__AIM OF THE TASK__:
Print the data that follows exactly.

__DATA IN THIS EXERCISE__:

* start *

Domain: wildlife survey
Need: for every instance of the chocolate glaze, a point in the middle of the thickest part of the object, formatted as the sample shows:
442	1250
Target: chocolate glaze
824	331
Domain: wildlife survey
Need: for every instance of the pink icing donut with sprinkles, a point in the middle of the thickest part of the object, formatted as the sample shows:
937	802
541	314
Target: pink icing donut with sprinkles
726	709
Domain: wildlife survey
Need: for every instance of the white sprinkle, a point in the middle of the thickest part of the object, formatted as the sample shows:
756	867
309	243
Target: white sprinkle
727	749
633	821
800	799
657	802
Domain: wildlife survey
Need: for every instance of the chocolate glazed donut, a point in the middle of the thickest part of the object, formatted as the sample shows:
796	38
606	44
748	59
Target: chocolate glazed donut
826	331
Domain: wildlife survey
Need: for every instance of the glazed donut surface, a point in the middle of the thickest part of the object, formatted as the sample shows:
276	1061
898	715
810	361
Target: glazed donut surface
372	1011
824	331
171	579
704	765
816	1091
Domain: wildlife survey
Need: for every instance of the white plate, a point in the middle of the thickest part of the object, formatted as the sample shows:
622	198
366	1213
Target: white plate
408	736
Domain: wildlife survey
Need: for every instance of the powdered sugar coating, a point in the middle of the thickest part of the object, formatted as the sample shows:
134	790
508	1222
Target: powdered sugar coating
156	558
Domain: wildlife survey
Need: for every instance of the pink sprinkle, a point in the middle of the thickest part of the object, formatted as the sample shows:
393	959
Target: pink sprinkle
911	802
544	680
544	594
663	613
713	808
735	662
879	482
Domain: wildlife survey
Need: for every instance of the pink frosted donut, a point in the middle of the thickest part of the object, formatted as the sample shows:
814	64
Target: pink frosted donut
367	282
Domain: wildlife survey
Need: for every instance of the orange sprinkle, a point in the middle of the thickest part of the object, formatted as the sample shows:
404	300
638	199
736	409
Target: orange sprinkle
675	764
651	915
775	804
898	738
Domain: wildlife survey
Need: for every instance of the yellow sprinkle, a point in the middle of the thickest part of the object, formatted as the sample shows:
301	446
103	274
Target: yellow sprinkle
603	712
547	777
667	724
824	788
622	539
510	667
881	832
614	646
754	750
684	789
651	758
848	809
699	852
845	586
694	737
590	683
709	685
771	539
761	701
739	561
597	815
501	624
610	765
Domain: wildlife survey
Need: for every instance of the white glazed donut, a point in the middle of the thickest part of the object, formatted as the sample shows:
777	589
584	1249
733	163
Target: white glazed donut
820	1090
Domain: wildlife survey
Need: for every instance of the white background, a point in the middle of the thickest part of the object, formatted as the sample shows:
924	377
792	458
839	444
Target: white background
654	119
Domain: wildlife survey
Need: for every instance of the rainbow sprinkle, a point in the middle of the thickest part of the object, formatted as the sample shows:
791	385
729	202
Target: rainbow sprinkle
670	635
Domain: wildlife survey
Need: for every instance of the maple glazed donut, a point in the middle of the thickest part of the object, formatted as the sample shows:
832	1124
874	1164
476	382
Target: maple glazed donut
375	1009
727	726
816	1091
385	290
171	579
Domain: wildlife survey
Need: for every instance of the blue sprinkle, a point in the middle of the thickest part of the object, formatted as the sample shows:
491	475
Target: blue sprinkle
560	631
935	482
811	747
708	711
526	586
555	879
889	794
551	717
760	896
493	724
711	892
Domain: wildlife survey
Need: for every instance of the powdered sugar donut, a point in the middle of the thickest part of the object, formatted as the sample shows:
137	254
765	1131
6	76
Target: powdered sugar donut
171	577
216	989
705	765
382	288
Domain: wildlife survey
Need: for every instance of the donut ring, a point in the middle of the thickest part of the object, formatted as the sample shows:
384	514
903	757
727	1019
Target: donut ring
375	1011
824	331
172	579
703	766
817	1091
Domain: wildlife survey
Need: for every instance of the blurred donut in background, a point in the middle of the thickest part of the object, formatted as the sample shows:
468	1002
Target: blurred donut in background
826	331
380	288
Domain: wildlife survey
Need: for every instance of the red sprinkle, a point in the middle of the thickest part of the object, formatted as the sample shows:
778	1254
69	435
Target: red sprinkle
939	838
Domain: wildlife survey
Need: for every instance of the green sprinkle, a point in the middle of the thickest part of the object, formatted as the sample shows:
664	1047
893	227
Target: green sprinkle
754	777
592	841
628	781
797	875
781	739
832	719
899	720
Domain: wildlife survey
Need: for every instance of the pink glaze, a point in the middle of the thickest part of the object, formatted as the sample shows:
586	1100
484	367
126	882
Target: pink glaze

* end *

__EXERCISE RESULT__:
Domain: wildlife survey
Need: for every instance of the chocolate glaze, a point in the middle of the thickest part of the object, formatted as the sample shows:
442	1250
Target: chocolate glaze
824	331
Domain: wildlife survey
Need: for every instance of the pink icing donut with sprinkles, a point in the middle of the thickest part of the object, formatted as the sample shows:
937	802
541	314
Target: pink icing donut with sprinkles
726	709
Domain: wildlife survey
Need: for every instance of the white sprinkle, a point in the middle of the thickest part of the object, formatted as the sample shows:
756	867
309	243
Target: white sprinkle
727	749
633	821
800	799
657	802
Domain: wildlife survey
Need: for every instance of the chocolate glazed donut, a point in the middle of the thickest part of the object, formatted as the sample shows:
796	38
606	44
748	59
Target: chocolate glazed donut
826	331
Domain: wildlife survey
Need: for every instance of the glazed donut surface, a point in the middle of the thickest part of the object, formatted as the sample shows:
276	1061
898	715
810	361
Target: glazed donut surface
372	1011
824	331
171	579
704	765
816	1091
Domain: wildlife survey
Need: for every instance of the white plate, a point in the middle of the thickest part of the object, formatted as the sample shows:
622	198
366	1213
Target: white plate
408	736
Domain: wildlife survey
Need: for every instance of the powdered sugar coating, a point in the middle of the thickest part of the object, formatted as the sample shows:
134	790
508	1222
Target: powdered sugar coating
156	558
Domain: wildlife survey
Need: for every instance of the pink sprinkle, a point in the middle of the thickest part of the object, formatted as the sample shows:
393	959
Target: pink sprinkle
911	802
544	680
544	594
663	613
713	808
735	662
879	482
Domain: wildlife survey
Need: for every instance of the pink frosted donut, a point in the middle of the thickest part of the object, formatted as the sample shows:
814	64
Target: pink frosted donut
367	282
Domain: wildlife survey
Need: for every instance of the orange sprinkle, a point in the middle of the thickest part of the object, formatted as the sample shows:
404	300
638	199
736	409
Target: orange sprinkle
675	764
651	915
775	804
898	738
Domain: wildlife survey
Need: for every instance of the yellow sprinkle, a point in the middle of the thickest part of the object, formatted as the sample shows:
301	446
103	274
Target: yellow sprinkle
603	712
547	777
667	724
824	788
622	539
510	667
881	832
614	646
754	750
684	789
651	758
848	809
699	852
845	586
694	737
590	683
709	685
771	539
761	701
739	561
597	815
501	624
610	765
Domain: wildlife survey
Need: for every instance of the white glazed donut, a point in the middle of the thickest part of the object, formatted as the sample shows:
777	589
584	1249
733	163
Target: white glazed donut
820	1090
Domain: wildlife survey
Need: for every instance of the white background, a point in the middle of the thickest part of the object, formatted as the sample shows:
924	377
792	458
839	444
Target: white background
654	119
Domain: wildlife survey
Need: for every instance of the rainbow sprinkle, a point in the middle of the thickest part of the object, formatted as the sample shows:
791	385
729	202
Target: rainbow sprinkle
670	635
Domain: wildlife survey
Need: for every instance of the maple glazed donut, a point in the middle of the thickest part of the object, formatted as the sample shows:
832	1124
874	1164
476	382
Target: maple glazed donut
375	1009
727	726
816	1091
385	290
171	579
Domain: wildlife survey
Need: for every instance of the blue sprinkle, a point in the middle of the thickest part of the object, formatted as the sample shows:
491	475
Target: blue sprinkle
560	631
935	482
811	747
708	711
526	586
555	879
889	794
551	717
760	896
493	724
711	892
Domain: wildlife survey
Need: for every instance of the powdered sugar donut, a point in the middle of the thickest part of the object, formatted as the sample shows:
137	254
765	1131
6	76
Target: powdered sugar donut
171	577
216	989
705	765
382	288
Domain: wildlife survey
Need: for every instance of the donut ring, a point in the middle of the thickest part of the object, formatted as the sample shows:
384	514
903	757
727	1019
Target: donut ring
375	1011
824	331
172	579
703	766
817	1091
Domain: wildlife survey
Need: for every instance of the blurred donut in background, a point in the middle of the thickest part of the object, formatted as the sample shows:
468	1002
Target: blurred donut in background
826	331
380	288
Domain: wildlife survey
Need: for every instance of the red sprinkle, a point in the middle of the thickest part of the object, formatted as the sample shows:
778	1254
69	435
Target: red sprinkle
939	838
Domain: wildlife survey
Need: for every instance of the green sprinkle, a point in the middle of the thickest part of the object, formatted as the sample shows:
664	1047
893	227
Target: green sprinkle
754	777
592	841
628	781
797	875
781	739
832	719
899	720
Domain: wildlife survey
Need: for every instance of the pink glaze, a point in the middle of the thickest part of the object, formatted as the sample shows:
586	1100
484	367
126	882
Target: pink glaze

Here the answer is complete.